*WHAT THIS TASK INVOLVES*: Copy out the material again, requests included, from the line containing "In the photo below, where can the poppy" through the line containing "point(508, 171)", offsetting every coordinate in the answers by -71. Leave the requests and their sample coordinates unchanged.

— start INPUT MATERIAL —

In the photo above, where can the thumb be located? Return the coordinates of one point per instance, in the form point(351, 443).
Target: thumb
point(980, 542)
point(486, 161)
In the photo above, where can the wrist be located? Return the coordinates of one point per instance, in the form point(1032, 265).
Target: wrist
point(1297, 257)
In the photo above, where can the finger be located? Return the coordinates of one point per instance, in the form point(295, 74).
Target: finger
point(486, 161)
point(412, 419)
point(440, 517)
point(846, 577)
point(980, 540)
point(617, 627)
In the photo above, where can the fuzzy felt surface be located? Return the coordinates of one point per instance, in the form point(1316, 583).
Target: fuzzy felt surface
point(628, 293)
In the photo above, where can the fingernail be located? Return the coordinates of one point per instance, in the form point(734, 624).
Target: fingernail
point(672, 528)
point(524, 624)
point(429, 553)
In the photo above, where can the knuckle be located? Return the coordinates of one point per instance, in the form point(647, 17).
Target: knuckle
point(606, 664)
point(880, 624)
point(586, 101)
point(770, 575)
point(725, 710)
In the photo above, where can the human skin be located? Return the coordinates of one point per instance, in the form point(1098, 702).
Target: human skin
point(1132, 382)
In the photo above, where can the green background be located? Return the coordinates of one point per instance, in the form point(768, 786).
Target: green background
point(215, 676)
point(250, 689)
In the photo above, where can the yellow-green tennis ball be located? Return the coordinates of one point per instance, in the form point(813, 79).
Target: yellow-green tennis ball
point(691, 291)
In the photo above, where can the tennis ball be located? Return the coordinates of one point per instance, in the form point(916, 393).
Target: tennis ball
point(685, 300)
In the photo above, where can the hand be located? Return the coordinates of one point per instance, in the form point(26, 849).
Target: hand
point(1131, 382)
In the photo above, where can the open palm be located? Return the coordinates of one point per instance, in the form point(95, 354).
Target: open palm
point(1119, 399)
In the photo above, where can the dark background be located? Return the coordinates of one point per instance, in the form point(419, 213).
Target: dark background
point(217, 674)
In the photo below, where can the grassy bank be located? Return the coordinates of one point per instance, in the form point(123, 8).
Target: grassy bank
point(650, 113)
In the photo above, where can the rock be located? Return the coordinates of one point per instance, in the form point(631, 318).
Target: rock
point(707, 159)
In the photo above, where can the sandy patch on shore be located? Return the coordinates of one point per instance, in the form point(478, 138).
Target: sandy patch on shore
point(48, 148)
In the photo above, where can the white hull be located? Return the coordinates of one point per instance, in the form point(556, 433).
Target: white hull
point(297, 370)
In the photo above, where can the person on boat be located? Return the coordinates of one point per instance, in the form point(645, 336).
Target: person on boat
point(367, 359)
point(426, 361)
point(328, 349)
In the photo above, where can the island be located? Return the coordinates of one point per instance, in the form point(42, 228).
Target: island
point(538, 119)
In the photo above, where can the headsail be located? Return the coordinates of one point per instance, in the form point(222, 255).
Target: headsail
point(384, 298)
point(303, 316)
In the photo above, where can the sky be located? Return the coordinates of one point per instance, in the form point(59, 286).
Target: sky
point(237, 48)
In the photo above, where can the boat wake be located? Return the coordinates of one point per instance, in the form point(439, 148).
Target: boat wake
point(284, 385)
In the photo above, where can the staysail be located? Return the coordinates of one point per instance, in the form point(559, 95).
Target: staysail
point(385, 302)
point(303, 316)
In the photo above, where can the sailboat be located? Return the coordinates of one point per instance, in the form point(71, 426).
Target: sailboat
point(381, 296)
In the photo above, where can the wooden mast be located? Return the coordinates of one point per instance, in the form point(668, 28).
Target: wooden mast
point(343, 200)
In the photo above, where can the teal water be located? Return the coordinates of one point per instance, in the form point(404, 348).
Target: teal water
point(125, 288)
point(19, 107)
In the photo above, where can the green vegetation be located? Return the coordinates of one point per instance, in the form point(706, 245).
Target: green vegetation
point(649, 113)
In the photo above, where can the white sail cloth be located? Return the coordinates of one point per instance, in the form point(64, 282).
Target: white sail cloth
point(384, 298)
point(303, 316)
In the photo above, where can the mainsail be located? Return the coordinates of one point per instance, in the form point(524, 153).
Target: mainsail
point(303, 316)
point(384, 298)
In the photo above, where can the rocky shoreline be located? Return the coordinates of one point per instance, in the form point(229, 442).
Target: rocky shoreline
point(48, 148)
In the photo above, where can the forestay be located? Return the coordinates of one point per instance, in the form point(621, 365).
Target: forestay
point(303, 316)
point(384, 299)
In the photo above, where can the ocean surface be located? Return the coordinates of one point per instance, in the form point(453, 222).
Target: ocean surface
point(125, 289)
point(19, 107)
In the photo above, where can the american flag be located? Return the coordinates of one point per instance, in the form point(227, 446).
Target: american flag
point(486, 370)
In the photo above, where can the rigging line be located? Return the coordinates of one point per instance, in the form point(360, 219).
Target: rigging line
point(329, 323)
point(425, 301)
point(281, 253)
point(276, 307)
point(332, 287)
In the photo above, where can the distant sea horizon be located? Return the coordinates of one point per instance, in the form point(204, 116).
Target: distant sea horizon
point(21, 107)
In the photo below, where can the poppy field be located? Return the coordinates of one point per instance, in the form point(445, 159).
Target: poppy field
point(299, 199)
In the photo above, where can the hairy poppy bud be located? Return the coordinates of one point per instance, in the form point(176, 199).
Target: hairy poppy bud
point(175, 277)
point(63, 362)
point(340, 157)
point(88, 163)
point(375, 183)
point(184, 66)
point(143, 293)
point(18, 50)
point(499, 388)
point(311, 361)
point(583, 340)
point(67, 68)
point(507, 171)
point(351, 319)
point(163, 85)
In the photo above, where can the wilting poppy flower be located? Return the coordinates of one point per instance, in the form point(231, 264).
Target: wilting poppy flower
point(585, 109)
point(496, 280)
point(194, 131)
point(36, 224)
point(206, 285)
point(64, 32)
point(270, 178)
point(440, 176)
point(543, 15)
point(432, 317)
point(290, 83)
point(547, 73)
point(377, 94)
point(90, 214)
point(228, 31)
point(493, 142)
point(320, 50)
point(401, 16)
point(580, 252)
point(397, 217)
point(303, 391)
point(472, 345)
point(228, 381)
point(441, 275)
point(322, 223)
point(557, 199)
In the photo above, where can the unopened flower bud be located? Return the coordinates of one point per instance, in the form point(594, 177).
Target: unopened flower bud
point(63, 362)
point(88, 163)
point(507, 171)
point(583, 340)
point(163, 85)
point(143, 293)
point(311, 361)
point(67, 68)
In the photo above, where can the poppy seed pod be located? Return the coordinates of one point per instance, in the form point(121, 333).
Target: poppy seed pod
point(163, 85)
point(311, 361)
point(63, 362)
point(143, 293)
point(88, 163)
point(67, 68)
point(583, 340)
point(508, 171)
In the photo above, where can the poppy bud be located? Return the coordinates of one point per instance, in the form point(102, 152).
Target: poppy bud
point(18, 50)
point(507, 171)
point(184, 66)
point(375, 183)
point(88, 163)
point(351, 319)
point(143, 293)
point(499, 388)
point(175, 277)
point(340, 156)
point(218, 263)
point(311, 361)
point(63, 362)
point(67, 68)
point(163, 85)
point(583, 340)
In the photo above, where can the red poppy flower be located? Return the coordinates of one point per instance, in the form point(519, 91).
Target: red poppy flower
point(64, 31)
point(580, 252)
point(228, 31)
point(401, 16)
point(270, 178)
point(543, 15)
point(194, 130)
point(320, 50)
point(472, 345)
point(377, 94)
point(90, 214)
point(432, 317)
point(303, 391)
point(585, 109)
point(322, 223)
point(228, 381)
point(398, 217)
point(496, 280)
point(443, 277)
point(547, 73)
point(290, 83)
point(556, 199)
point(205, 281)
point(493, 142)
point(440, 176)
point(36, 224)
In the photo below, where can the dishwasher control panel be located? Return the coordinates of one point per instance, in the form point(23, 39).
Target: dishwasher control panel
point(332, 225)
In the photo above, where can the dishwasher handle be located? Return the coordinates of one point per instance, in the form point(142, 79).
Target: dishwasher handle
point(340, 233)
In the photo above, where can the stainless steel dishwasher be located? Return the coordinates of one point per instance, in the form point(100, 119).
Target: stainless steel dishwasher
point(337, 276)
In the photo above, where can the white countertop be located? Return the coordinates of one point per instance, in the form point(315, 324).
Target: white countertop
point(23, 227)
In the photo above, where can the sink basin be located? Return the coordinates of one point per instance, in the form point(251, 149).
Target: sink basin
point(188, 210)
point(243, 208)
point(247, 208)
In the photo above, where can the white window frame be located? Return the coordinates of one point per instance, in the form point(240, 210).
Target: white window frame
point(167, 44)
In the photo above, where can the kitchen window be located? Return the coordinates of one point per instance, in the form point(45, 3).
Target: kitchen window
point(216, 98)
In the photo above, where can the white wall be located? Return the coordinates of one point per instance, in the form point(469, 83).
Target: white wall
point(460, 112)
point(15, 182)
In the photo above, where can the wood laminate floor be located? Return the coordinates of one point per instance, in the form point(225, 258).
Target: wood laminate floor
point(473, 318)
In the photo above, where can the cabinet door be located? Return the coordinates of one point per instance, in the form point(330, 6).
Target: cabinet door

— end INPUT MATERIAL —

*TASK OUTPUT*:
In the photo below, where can the poppy field be located? Return the coordinates of one point per instance, in the form point(445, 159).
Target: poppy field
point(228, 128)
In the photo above, where can the hairy poppy bud be located? Return the coordinates of one point per instance, in the form point(176, 199).
Target: hairy poppy bud
point(104, 206)
point(-8, 291)
point(269, 86)
point(17, 92)
point(304, 112)
point(113, -5)
point(72, 222)
point(-53, -21)
point(428, 317)
point(240, 290)
point(512, 269)
point(-4, -3)
point(436, 100)
point(280, 248)
point(92, 14)
In the photo above, where can the wilting poppy flower be located? Return the coordinates of one point per instance, in the form point(231, 264).
Target: wilting poppy flower
point(514, 38)
point(425, 209)
point(123, 60)
point(-35, 153)
point(135, 214)
point(-7, -39)
point(199, 107)
point(369, 105)
point(472, -56)
point(361, 246)
point(219, 12)
point(476, 2)
point(306, 23)
point(19, 143)
point(157, -40)
point(422, 71)
point(249, -21)
point(330, -55)
point(509, 181)
point(326, 146)
point(232, 320)
point(401, 274)
point(157, 310)
point(370, 204)
point(251, 152)
point(486, 128)
In the photo above, where can the unopened flower bud be located? Return the coordinates of one point per instance, in the form point(594, 177).
Target: unopened flower bud
point(-8, 291)
point(17, 92)
point(436, 100)
point(512, 269)
point(92, 14)
point(72, 222)
point(240, 290)
point(-4, -3)
In the photo above, where can the poppy seed pod be located? Return the coordinates of one point per instance, in the form point(121, 333).
Target: poppy seed pod
point(92, 14)
point(240, 290)
point(-8, 291)
point(72, 222)
point(17, 92)
point(-4, -3)
point(512, 269)
point(437, 100)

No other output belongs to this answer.